→ **Selection**:
________________

# water in carb?



## mini bogger (Sep 14, 2010)

all the vents are run up. this is on my 2010 big bear. what do yall do to seal up your carb?


----------



## whoolieshop (Mar 22, 2011)

I assume you mean your airbox lid? We normally use black RTV/permatex around the lid then close the latches and its sealed tight. You should also keep a golf tee handy if you're going to be riding in deep water use it to plug up the overflow line coming from the bottom of the carb bowl. Lots of models have a one way check valve but they rarely seem to keep water out when your riding in deep water.


----------



## mini bogger (Sep 14, 2010)

nope im talkin about the bowl on the carb. think i have it figured out from a guy on highlifter. airbox is sealed up with black rtv


----------



## wood butcher (May 11, 2009)

get u a rebuild kit and it will come with new oring seals for it


----------



## greenkitty7 (Jan 26, 2011)

im with pondtunes on this one. check the overflow line.


----------



## whoolieshop (Mar 22, 2011)

If the carb isn't leaking gas the bowl gasket/seal shouldn't be bad if water can get in gas should be able to get out.. Just my .02! 9 times out of 10 the pesky check valves are the culprit, one tiny grain of sand is all it takes to block it open and let dirt/water/mud right into your bowl.


----------



## blue beast (Feb 16, 2010)

when do you have this problem ..is it when your goin deep or after it sits in the shop a while you notice it ....goin deep- do what they r talkin about -----if you notice it after it sits a while your gettin condensation in the bowl and gas tank .......to resolve this you will have to fill tank completly when you park it ...and drain your bowl after a ride..and it wouldnt hurt to put some kinda fuel stabilizer in it ...


----------

________________

→ **Stored rows**:
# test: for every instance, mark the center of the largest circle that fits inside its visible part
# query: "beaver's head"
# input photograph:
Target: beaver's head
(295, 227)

________________

In the carburetor thread above, what does whoolieshop suggest using to plug the overflow line from the bottom of the carb bowl when riding in deep water?

→ **Response**: A golf tee.